TASK BRIEF:
Copy out every row below word for word, changing nothing.

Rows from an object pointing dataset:
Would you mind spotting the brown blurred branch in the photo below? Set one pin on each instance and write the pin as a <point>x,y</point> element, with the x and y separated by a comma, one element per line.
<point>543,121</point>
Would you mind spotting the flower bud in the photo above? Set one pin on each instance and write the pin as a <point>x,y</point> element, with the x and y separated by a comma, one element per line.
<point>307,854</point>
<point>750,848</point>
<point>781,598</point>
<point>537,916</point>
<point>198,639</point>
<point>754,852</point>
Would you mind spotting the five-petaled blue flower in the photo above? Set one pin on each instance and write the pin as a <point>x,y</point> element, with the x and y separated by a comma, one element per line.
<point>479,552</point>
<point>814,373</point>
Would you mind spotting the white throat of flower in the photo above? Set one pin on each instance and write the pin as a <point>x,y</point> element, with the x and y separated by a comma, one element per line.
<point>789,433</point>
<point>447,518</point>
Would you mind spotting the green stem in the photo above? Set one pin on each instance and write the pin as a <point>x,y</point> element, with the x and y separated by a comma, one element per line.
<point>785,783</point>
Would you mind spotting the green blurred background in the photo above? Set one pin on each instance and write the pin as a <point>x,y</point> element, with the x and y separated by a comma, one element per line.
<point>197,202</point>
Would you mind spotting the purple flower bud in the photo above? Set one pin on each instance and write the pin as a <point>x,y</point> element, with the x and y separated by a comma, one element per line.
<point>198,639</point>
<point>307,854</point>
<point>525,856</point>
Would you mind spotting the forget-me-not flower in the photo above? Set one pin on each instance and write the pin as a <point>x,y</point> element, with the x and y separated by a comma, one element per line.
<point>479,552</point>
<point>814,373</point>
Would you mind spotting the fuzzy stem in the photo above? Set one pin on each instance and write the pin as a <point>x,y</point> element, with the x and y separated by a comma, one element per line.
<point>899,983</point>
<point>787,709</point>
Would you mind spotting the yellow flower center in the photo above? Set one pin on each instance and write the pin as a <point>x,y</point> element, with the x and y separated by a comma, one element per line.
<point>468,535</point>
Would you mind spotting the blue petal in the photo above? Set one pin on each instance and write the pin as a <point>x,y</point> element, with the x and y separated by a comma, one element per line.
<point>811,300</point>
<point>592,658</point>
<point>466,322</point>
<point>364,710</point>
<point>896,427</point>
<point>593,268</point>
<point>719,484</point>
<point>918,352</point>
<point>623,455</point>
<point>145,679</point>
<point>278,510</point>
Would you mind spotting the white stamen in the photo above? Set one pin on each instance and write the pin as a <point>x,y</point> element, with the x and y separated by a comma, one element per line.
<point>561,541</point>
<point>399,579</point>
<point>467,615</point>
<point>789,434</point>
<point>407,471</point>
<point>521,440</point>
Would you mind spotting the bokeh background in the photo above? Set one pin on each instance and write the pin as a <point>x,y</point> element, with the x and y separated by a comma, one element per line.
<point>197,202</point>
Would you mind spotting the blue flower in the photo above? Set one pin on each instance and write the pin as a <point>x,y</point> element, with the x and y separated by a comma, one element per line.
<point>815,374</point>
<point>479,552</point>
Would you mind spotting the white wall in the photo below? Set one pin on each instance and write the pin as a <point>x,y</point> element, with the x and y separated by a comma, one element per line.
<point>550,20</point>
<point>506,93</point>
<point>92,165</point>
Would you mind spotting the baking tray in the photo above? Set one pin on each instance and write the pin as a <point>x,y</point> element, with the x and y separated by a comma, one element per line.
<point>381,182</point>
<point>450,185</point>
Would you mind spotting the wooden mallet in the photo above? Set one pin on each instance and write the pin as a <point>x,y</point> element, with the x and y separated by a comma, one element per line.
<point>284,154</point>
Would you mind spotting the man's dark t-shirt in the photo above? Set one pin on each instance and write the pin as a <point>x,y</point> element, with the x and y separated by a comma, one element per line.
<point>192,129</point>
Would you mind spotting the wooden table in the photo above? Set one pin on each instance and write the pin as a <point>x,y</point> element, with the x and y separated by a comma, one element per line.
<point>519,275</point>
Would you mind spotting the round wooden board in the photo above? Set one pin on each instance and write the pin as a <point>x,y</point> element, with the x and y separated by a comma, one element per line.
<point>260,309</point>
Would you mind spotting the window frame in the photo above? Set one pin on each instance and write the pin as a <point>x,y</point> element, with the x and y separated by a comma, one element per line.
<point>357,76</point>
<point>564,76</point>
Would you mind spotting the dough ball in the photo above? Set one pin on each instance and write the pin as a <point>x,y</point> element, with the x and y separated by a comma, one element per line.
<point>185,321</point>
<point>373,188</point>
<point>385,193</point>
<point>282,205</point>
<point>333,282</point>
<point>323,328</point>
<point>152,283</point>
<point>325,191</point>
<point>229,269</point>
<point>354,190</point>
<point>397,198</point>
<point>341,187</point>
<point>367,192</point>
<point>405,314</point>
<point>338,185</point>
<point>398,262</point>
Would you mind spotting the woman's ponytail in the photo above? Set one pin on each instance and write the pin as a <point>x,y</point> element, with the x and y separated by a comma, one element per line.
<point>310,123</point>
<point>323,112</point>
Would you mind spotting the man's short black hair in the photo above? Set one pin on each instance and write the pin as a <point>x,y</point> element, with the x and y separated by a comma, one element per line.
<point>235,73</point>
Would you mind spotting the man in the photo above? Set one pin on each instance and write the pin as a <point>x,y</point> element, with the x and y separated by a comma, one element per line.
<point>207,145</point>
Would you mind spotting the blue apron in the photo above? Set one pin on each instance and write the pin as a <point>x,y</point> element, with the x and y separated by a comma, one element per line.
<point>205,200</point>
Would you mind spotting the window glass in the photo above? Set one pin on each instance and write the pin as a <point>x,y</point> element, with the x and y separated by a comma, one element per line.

WRITTEN REPLY:
Would you mind spotting the brown blurred branch in the photo below? Set one pin on each instance and write the pin as a <point>x,y</point> element, with the x and y separated by a comma, one element per line.
<point>543,121</point>
Would you mind spotting the flower bud in the photo above? Set one pin on each instance and write the pin as a <point>x,y</point> element, with the x and y separated by a comma, one element per line.
<point>307,854</point>
<point>750,848</point>
<point>781,598</point>
<point>537,916</point>
<point>198,639</point>
<point>754,852</point>
Would you mind spotting the five-petaled blue flower in the photo above? Set one pin on each instance and write the pin as a <point>x,y</point> element, with the x and y separated by a comma, one element per line.
<point>479,552</point>
<point>814,373</point>
Would you mind spotting the white throat of flower in the photo above? Set one pin on each instance and write the pin as a <point>x,y</point> element, with the x and y separated by a comma, one element per line.
<point>789,433</point>
<point>447,518</point>
Would you mind spotting the green stem in the photo above? Set one pin on each instance and write the pin as a <point>x,y</point> element, with the x and y separated by a comma, one element per line.
<point>785,783</point>
Would you mind spotting the green blurred background in the photo above? Set one pin on each instance and write the pin as a <point>x,y</point> element, with the x and y separated by a comma, one element per line.
<point>197,202</point>
Would you mind spotting the purple flower bud in the photo above? Set one pin on each instance and write the pin as a <point>x,y</point> element, with the x and y separated by a comma, one element per line.
<point>198,639</point>
<point>307,854</point>
<point>525,856</point>
Would you mind spotting the forget-me-not flower in the photo above? Set one pin on each instance and write the pin as a <point>x,y</point> element, with the x and y separated by a comma, one element per line.
<point>479,552</point>
<point>814,373</point>
Would you mind spotting the fuzzy stem in the photo above? Set one pin on each instance and write the pin as a <point>x,y</point> element, with the x and y separated by a comma, one element per line.
<point>899,983</point>
<point>787,709</point>
Would you mind spotting the yellow flower center in the photo above? Set one pin on each instance and write the pin as a <point>x,y</point> element, with the x and y separated by a comma, one element per line.
<point>468,535</point>
Would you mind spotting the blue petal in the photo above? Set one pin on each instance and write the pin as a <point>x,y</point> element, with the x and y separated by a comma, one element per line.
<point>811,300</point>
<point>592,658</point>
<point>466,322</point>
<point>364,710</point>
<point>896,427</point>
<point>593,268</point>
<point>719,484</point>
<point>918,352</point>
<point>623,455</point>
<point>145,679</point>
<point>278,510</point>
Would you mind spotting the white stamen in the photo above? Set one pin on each instance and write the pin as a <point>x,y</point> element, with the x and y separated by a comma, one element per line.
<point>561,541</point>
<point>399,579</point>
<point>467,615</point>
<point>789,434</point>
<point>407,471</point>
<point>521,440</point>
Would you mind spotting the bokeh background in the photo above? Set one pin on each instance and write the pin as a <point>x,y</point> element, with the x and y separated by a comma, one element per line.
<point>197,202</point>
Would you mind spotting the blue flower in the photo above? Set one pin on each instance and write the pin as a <point>x,y</point> element, with the x and y separated by a comma, one element per line.
<point>815,374</point>
<point>479,552</point>
Would you mind spotting the white wall in the photo below? Set one pin on each instance and write the pin as a <point>x,y</point> element, with the x and y separated by a comma, one element per line.
<point>550,20</point>
<point>506,93</point>
<point>92,165</point>
Would you mind spotting the baking tray in the photo above? Set one pin on each instance and write the pin as a <point>x,y</point> element, with the x and y separated by a comma, one element per line.
<point>381,182</point>
<point>450,185</point>
Would you mind spotting the wooden mallet in the photo above? Set one pin on each instance and write the pin as a <point>x,y</point> element, with the x and y separated by a comma, one element per line.
<point>284,154</point>
Would you mind spotting the man's dark t-shirt in the photo above? Set one pin on each instance and write the pin as a <point>x,y</point> element, with the x and y separated by a comma, one element per line.
<point>192,129</point>
Would you mind spotting the wooden table in the photo above? Set one pin on each instance and write the pin as a <point>x,y</point> element, with the x and y separated by a comma, one element per line.
<point>519,275</point>
Would you mind spotting the round wooden board in the photo above? Set one pin on each instance and write the pin as a <point>x,y</point> element, with the x and y separated by a comma, one element per line.
<point>260,309</point>
Would you mind spotting the window frame in the photo above? Set one pin on each instance and write the pin as a <point>x,y</point> element, with the x and y separated by a comma, one element per line.
<point>357,76</point>
<point>564,76</point>
Would you mind spotting the dough ball in the photo above? Set one pin on each instance and write the pin as a <point>x,y</point> element, with the x and y separated by a comma, one element per line.
<point>185,321</point>
<point>373,188</point>
<point>385,193</point>
<point>282,205</point>
<point>333,282</point>
<point>323,328</point>
<point>152,283</point>
<point>325,191</point>
<point>229,269</point>
<point>354,190</point>
<point>397,198</point>
<point>341,187</point>
<point>367,192</point>
<point>405,314</point>
<point>338,185</point>
<point>398,262</point>
Would you mind spotting the woman's ponytail in the photo above? Set one pin on each instance and write the pin as a <point>x,y</point> element, with the x and y separated by a comma, one element per line.
<point>310,123</point>
<point>323,112</point>
Would you mind spotting the man's short black hair in the photo above? Set one pin on each instance and write the pin as a <point>x,y</point> element, with the x and y separated by a comma, one element per line.
<point>235,73</point>
Would you mind spotting the man in the photo above? Set one pin on each instance and write the pin as a <point>x,y</point> element, with the x and y separated by a comma, one element per line.
<point>207,145</point>
Would you mind spotting the blue apron in the photo above? Set one pin on each instance and write the pin as a <point>x,y</point> element, with the x and y separated by a comma, one element per line.
<point>205,200</point>
Would you mind spotting the window glass in the photo above? Set one pin on each instance and write the pin as a <point>x,y</point> element, with the x and y separated by a comma, one element per line.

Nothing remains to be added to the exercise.